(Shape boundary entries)
# # # # # # #

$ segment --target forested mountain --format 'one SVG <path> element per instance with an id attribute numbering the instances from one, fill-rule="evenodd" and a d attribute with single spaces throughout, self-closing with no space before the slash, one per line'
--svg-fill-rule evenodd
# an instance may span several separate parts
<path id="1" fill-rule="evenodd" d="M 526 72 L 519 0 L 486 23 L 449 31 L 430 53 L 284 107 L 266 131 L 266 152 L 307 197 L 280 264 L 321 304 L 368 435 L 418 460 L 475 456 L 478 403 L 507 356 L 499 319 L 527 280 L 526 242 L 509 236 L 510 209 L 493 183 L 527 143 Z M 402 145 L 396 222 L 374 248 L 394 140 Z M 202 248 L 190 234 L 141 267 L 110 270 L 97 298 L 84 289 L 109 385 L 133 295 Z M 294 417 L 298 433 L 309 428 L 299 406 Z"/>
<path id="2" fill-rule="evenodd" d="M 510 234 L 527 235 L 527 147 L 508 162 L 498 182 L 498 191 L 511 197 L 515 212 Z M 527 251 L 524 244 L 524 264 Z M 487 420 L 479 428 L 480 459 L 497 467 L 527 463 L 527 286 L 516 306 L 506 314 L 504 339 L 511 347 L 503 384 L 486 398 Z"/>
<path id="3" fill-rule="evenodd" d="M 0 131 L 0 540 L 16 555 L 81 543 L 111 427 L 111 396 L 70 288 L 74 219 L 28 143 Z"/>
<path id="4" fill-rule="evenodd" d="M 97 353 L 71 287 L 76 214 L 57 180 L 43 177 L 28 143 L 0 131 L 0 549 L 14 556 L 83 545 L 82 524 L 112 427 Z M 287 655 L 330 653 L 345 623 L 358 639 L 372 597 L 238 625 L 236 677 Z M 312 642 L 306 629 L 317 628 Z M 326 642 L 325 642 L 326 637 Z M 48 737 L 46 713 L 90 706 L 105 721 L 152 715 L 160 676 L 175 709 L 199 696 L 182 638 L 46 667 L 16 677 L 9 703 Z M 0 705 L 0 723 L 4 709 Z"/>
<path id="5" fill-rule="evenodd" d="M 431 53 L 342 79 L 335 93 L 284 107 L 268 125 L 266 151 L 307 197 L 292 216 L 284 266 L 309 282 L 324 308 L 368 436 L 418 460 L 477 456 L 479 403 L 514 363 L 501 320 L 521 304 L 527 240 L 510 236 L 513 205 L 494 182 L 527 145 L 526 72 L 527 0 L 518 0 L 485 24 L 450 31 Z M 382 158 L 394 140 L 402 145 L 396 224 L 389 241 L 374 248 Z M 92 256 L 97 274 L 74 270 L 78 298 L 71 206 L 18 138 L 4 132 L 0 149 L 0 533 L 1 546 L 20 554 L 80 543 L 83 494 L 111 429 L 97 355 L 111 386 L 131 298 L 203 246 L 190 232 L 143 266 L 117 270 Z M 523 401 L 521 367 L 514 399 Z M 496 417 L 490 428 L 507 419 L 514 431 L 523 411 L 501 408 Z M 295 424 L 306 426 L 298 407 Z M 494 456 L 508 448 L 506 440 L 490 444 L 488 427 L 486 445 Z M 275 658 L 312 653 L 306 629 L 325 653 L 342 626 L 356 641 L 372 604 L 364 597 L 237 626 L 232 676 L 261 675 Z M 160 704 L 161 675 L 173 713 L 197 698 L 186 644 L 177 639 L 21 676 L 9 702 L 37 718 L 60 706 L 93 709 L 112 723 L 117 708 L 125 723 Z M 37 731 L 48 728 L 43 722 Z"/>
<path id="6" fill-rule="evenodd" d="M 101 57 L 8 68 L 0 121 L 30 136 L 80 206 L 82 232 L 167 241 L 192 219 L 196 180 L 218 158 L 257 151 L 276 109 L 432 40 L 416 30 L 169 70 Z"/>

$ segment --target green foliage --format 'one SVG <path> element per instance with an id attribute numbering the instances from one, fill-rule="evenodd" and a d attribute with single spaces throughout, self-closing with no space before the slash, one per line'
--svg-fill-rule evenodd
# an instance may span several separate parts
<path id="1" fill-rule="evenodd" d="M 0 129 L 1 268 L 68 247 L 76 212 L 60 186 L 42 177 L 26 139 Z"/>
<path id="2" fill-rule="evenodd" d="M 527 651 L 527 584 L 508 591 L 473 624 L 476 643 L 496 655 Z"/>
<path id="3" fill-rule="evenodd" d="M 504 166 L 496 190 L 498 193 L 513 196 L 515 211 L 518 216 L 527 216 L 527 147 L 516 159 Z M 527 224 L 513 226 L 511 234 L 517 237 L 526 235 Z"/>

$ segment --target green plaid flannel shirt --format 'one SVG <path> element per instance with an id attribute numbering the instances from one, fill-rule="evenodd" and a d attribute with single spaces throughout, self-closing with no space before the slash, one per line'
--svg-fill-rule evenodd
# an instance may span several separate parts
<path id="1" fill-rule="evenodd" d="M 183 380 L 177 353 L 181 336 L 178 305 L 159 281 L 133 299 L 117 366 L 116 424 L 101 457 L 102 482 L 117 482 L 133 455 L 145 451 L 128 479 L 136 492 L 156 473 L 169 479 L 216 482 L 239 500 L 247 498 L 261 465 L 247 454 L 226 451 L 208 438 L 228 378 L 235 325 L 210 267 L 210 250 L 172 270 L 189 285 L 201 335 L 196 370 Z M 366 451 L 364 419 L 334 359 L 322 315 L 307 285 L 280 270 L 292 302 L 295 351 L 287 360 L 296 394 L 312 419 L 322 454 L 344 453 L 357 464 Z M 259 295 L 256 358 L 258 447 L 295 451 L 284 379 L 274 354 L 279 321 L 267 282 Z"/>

# # # # # # #

-- TASK DETAILS --
Recast these records as a two-column CSV with the header input,output and one row per record, placing each record's text and its answer in their own quoted field with every line break replaced by a space.

-- FINAL RESULT --
input,output
"$ segment --target forested mountain --format 'one SVG <path> element per instance with an id attribute numbering the instances from one, fill-rule=""evenodd"" and a d attribute with single spaces throughout, self-closing with no space before the slash, one per line' --svg-fill-rule evenodd # an instance may span several separate parts","<path id=""1"" fill-rule=""evenodd"" d=""M 526 72 L 519 0 L 486 23 L 449 31 L 430 53 L 284 107 L 266 131 L 266 152 L 307 197 L 280 264 L 321 304 L 368 435 L 418 460 L 475 456 L 478 403 L 507 356 L 499 319 L 527 280 L 526 242 L 509 236 L 510 209 L 493 183 L 527 143 Z M 402 145 L 396 222 L 374 248 L 394 140 Z M 202 248 L 190 234 L 141 267 L 110 270 L 97 298 L 84 289 L 109 385 L 133 295 Z M 294 417 L 298 433 L 309 428 L 299 406 Z""/> <path id=""2"" fill-rule=""evenodd"" d=""M 510 234 L 527 235 L 527 147 L 508 162 L 498 182 L 498 191 L 511 197 L 515 212 Z M 527 251 L 524 244 L 524 264 Z M 487 420 L 479 428 L 480 459 L 497 467 L 527 463 L 527 286 L 516 306 L 506 314 L 504 339 L 511 347 L 503 384 L 486 398 Z""/> <path id=""3"" fill-rule=""evenodd"" d=""M 0 131 L 0 540 L 16 555 L 81 543 L 111 427 L 111 396 L 70 288 L 74 219 L 28 143 Z""/> <path id=""4"" fill-rule=""evenodd"" d=""M 97 353 L 71 287 L 76 214 L 57 180 L 43 177 L 28 143 L 0 131 L 0 549 L 14 556 L 83 545 L 82 524 L 112 427 Z M 287 655 L 330 653 L 345 623 L 358 639 L 372 597 L 238 625 L 236 677 Z M 312 642 L 306 629 L 317 628 Z M 326 642 L 325 642 L 326 637 Z M 48 737 L 46 713 L 90 706 L 105 721 L 152 715 L 160 676 L 175 709 L 199 696 L 182 638 L 46 667 L 16 677 L 9 703 Z M 0 705 L 0 723 L 4 709 Z""/> <path id=""5"" fill-rule=""evenodd"" d=""M 431 53 L 342 79 L 335 93 L 284 107 L 268 125 L 266 151 L 307 197 L 292 216 L 284 266 L 309 282 L 324 308 L 368 436 L 418 460 L 477 456 L 479 403 L 514 363 L 501 320 L 521 304 L 527 240 L 510 236 L 513 205 L 494 182 L 527 145 L 526 72 L 527 0 L 518 0 L 485 24 L 450 31 Z M 382 158 L 394 140 L 402 145 L 396 224 L 389 241 L 374 248 Z M 92 256 L 97 274 L 74 270 L 78 298 L 71 206 L 18 138 L 4 132 L 0 149 L 0 533 L 1 546 L 20 554 L 80 543 L 83 494 L 111 429 L 97 355 L 111 386 L 131 298 L 203 246 L 190 232 L 143 266 L 117 270 Z M 523 401 L 521 367 L 514 399 Z M 496 417 L 490 428 L 507 419 L 514 431 L 523 411 L 501 408 Z M 295 424 L 306 426 L 298 407 Z M 494 456 L 508 448 L 506 440 L 490 444 L 488 427 L 486 445 Z M 275 658 L 312 653 L 306 629 L 325 653 L 342 626 L 356 641 L 372 604 L 364 597 L 237 626 L 232 676 L 261 675 Z M 160 704 L 161 675 L 173 713 L 197 698 L 186 644 L 177 639 L 21 676 L 9 702 L 37 718 L 60 706 L 93 709 L 112 723 L 117 708 L 125 723 Z M 37 731 L 48 728 L 43 722 Z""/> <path id=""6"" fill-rule=""evenodd"" d=""M 101 57 L 8 68 L 0 121 L 30 136 L 80 206 L 82 232 L 167 241 L 192 219 L 196 180 L 218 158 L 257 151 L 276 109 L 432 40 L 416 30 L 169 70 Z""/>"
"$ segment --target green foliage --format 'one SVG <path> element per instance with an id attribute numbering the instances from one, fill-rule=""evenodd"" and a d attribute with single spaces throughout, self-closing with no space before the slash, one per line' --svg-fill-rule evenodd # an instance may span several separate parts","<path id=""1"" fill-rule=""evenodd"" d=""M 0 129 L 1 268 L 68 247 L 76 212 L 60 186 L 42 177 L 26 139 Z""/> <path id=""2"" fill-rule=""evenodd"" d=""M 527 651 L 527 584 L 508 591 L 473 624 L 476 643 L 496 655 Z""/> <path id=""3"" fill-rule=""evenodd"" d=""M 504 166 L 496 190 L 498 193 L 513 196 L 515 211 L 518 216 L 527 216 L 527 147 L 516 159 Z M 527 224 L 513 226 L 511 234 L 517 237 L 526 235 Z""/>"
"$ segment --target green plaid flannel shirt --format 'one SVG <path> element per instance with an id attribute numbering the instances from one, fill-rule=""evenodd"" and a d attribute with single spaces throughout, self-closing with no space before the slash, one per line' --svg-fill-rule evenodd # an instance may span several separate parts","<path id=""1"" fill-rule=""evenodd"" d=""M 183 380 L 177 353 L 181 336 L 178 305 L 159 281 L 133 299 L 117 366 L 116 424 L 101 457 L 102 482 L 117 482 L 133 455 L 145 451 L 128 479 L 136 492 L 156 473 L 169 479 L 216 482 L 239 500 L 247 498 L 261 465 L 247 454 L 226 451 L 208 438 L 228 378 L 235 325 L 210 267 L 210 250 L 172 270 L 189 285 L 201 335 L 196 370 Z M 366 451 L 364 419 L 334 359 L 322 315 L 307 285 L 280 270 L 292 302 L 295 351 L 287 360 L 296 394 L 312 419 L 322 454 L 344 453 L 357 464 Z M 259 295 L 256 358 L 258 447 L 295 451 L 284 379 L 274 354 L 279 321 L 267 282 Z""/>"